ÜBUNGSTEXT —
--*--

Dank moderner Technik haben wir mitten in der Nacht noch ausreichend Licht, um hinter der Bühne alles sehen zu können.

Überhaupt zeigt sich im Laufe des Abends, wie wichtig eine gute Vorbereitung ist. Schon Wochen vorher hat Einsatzleiter Sascha geplant, wie viele Kräfte und Fahrzeuge gebraucht werden. Den Profis hilft dabei die Formel eines Diplom-Ingenieurs, der anhand verschiedener Parameter einen groben Richtwert errechnet hat. Das so genannte Maurer-Schema fragt unter anderem nach Veranstaltungsgröße und Risikobewertung. Dass die Zahl der Helfer bei dem neuen Besucherrekord von 6.000 Menschen im Vergleich zum Vorjahr noch mal erhöht wurde, war auch der Wunsch der beiden Kreisbereitschaftsleiter (KBL) Rainer Sitter und Oliver Rühl. Sie verantworten – ebenfalls ehrenamtlich – die Einsätze des DRK im Kreis Wesel. Obwohl beide an diesem Tag schon Stunden lang auf den Beinen waren, harren sie bis zum Schluss in Kamp-Lintfort aus. Auch wenn sie im militärischen Sinne heute Abend die ranghöchsten Vertreter sind, verantwortet Einsatzleiter Sascha jede Entscheidung. Die Erfahrung der beiden KBL gibt den anderen zusätzlich einen gewissen Halt und im Notfall ergänzen sie auch ganz praktisch das Team, von dem ein Teil gegen Mitternacht wieder im Einsatz ist.

--*--

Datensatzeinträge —
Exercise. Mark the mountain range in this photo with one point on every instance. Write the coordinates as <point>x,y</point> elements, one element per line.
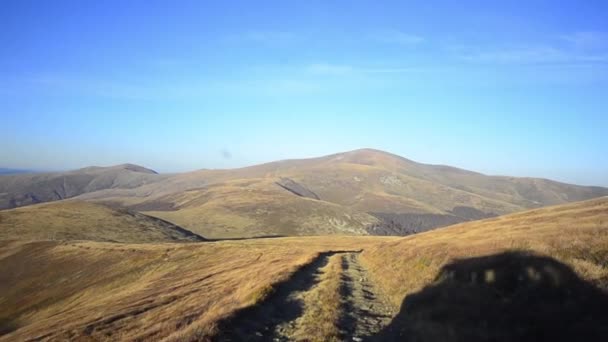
<point>356,193</point>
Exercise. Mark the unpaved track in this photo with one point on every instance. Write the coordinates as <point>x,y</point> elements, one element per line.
<point>363,312</point>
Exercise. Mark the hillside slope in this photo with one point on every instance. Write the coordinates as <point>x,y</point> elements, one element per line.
<point>537,273</point>
<point>70,220</point>
<point>402,196</point>
<point>25,189</point>
<point>441,276</point>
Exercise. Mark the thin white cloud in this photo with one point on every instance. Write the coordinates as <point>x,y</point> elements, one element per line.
<point>587,39</point>
<point>533,54</point>
<point>264,36</point>
<point>341,69</point>
<point>395,37</point>
<point>329,69</point>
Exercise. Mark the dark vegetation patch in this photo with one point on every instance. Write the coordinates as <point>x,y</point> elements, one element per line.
<point>296,188</point>
<point>511,296</point>
<point>407,224</point>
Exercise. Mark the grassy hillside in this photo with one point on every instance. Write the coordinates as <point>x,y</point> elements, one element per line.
<point>358,192</point>
<point>402,196</point>
<point>258,207</point>
<point>71,220</point>
<point>456,283</point>
<point>73,290</point>
<point>25,189</point>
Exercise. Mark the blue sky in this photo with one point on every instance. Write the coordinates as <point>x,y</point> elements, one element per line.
<point>512,87</point>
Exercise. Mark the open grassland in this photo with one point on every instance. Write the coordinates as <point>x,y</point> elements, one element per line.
<point>82,290</point>
<point>72,220</point>
<point>260,208</point>
<point>575,234</point>
<point>458,280</point>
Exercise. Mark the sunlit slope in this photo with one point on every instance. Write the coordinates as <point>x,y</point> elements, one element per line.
<point>25,189</point>
<point>576,234</point>
<point>402,196</point>
<point>358,192</point>
<point>71,220</point>
<point>89,290</point>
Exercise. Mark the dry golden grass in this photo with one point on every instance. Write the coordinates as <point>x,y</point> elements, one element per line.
<point>72,220</point>
<point>171,292</point>
<point>576,234</point>
<point>176,292</point>
<point>259,207</point>
<point>322,311</point>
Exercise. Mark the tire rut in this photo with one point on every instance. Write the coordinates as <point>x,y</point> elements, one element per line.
<point>363,313</point>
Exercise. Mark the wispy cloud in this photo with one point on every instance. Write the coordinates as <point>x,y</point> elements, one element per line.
<point>395,37</point>
<point>343,69</point>
<point>587,39</point>
<point>264,36</point>
<point>329,69</point>
<point>536,53</point>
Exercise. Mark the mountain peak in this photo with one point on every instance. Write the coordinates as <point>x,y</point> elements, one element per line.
<point>135,168</point>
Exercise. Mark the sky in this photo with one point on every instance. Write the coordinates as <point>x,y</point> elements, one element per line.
<point>515,88</point>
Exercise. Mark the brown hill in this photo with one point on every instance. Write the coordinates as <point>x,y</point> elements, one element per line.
<point>25,189</point>
<point>70,220</point>
<point>358,192</point>
<point>463,282</point>
<point>402,196</point>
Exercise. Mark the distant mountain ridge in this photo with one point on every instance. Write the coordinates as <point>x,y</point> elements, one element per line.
<point>358,192</point>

--*--

Nach welchen Angaben fragt das Maurer-Schema laut dem Übungstext unter anderem?

ANTWORT — Nach Veranstaltungsgröße und Risikobewertung.